→ **Records from a dataset**:
________________________________________

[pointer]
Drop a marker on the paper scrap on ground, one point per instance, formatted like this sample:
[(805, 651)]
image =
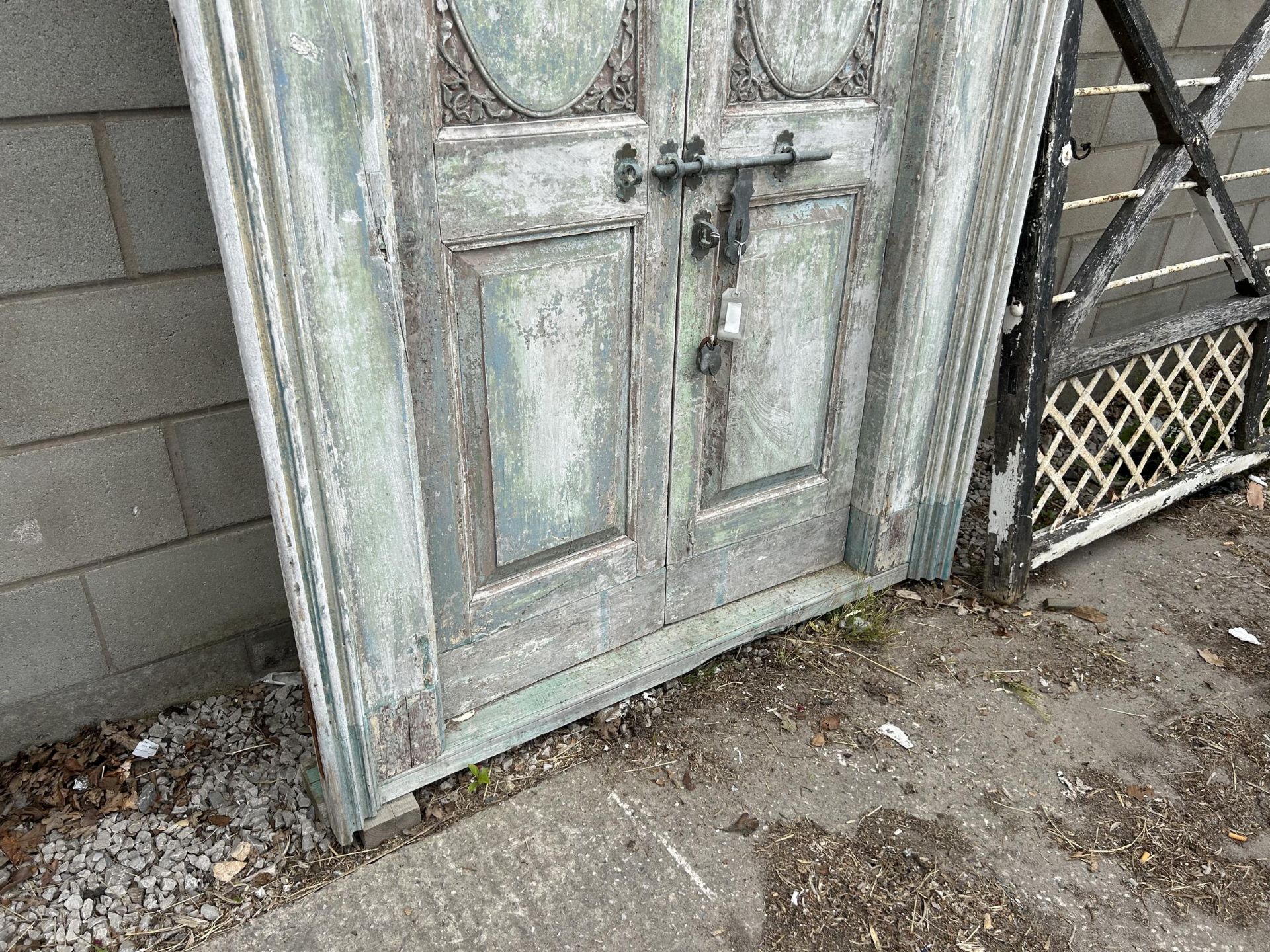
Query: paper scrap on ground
[(146, 748), (890, 730)]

________________________________________

→ **To do**: Leaving out the pictures, repeat the data above exactly.

→ **Output of the task**:
[pointer]
Drop a marker on the paper scrap on ground, one point per instance, formatted like this sample:
[(805, 651)]
image =
Query: paper scrap on ground
[(146, 748), (890, 730)]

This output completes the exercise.